• **Provided data**
- Opening Delimiter -

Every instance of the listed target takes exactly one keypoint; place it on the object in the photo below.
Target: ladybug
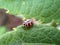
(28, 23)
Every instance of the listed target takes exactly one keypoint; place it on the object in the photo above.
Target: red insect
(28, 23)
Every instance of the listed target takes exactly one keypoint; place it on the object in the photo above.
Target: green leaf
(44, 10)
(37, 34)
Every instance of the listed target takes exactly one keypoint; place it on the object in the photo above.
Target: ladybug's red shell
(28, 23)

- Closing Delimiter -

• **Problem statement**
Print the data exactly as written, dropping any images it holds.

• **Exercise response**
Every instance of the listed target takes exactly one keypoint; place it on the object in the photo below.
Target: ladybug
(28, 23)
Every instance of the listed target takes exactly one keypoint; place it on the object in the photo above.
Target: red insect
(28, 23)
Every instance of the listed target takes exactly one keypoint; place it on the object in the photo above.
Target: green leaf
(44, 10)
(37, 34)
Every instance of the listed target takes exactly one keypoint; place it on the object in the photo above.
Target: ladybug's red shell
(28, 23)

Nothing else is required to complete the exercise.